- **WORK TO DO**: Return verbatim the lines of the records below, starting at the line that contains "of the young" and ending after the line that contains "Target: man's head".

- **MATERIAL FOR THIS EXERCISE**:
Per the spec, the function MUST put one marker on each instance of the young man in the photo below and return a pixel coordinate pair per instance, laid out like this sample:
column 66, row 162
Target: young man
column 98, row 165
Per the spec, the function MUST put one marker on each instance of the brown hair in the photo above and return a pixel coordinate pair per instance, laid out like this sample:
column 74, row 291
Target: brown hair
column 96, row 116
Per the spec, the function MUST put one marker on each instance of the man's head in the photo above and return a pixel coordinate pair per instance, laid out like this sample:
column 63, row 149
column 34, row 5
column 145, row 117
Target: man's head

--

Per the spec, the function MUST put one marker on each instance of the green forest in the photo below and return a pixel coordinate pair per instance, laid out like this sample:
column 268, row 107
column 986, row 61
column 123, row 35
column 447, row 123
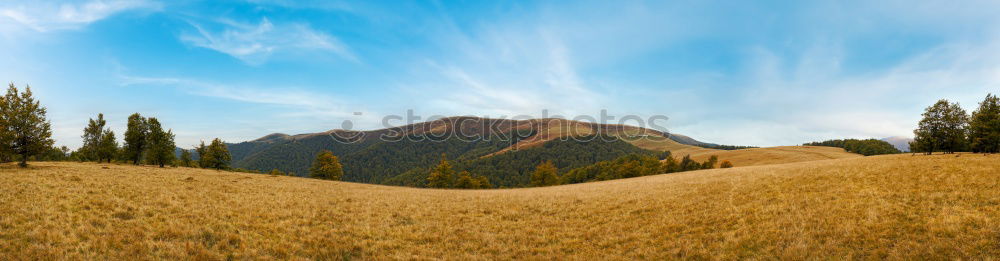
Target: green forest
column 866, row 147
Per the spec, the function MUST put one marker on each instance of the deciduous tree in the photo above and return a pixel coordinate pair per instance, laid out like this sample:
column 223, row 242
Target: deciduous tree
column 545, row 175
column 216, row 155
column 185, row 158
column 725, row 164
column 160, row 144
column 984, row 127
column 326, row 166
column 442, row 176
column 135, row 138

- **OUTPUT FOR THIS EXERCISE**:
Per the spec, the function MUST put one marker on each instance of the young man in the photo below and return a pixel coordinate pair per instance, laid out like this sample:
column 66, row 162
Target: young man
column 98, row 165
Per the spec, the function MUST put one marker on each instance of the brown hair in the photo above and return a pixel coordinate pair per instance, laid out like this sample:
column 74, row 291
Target: brown hair
column 96, row 116
Per the spec, the function MUST put one marker on each instance of the man's head in the photo above and return a pixel coordinate pair per instance, laid out like this sample:
column 63, row 149
column 34, row 5
column 145, row 117
Target: man's head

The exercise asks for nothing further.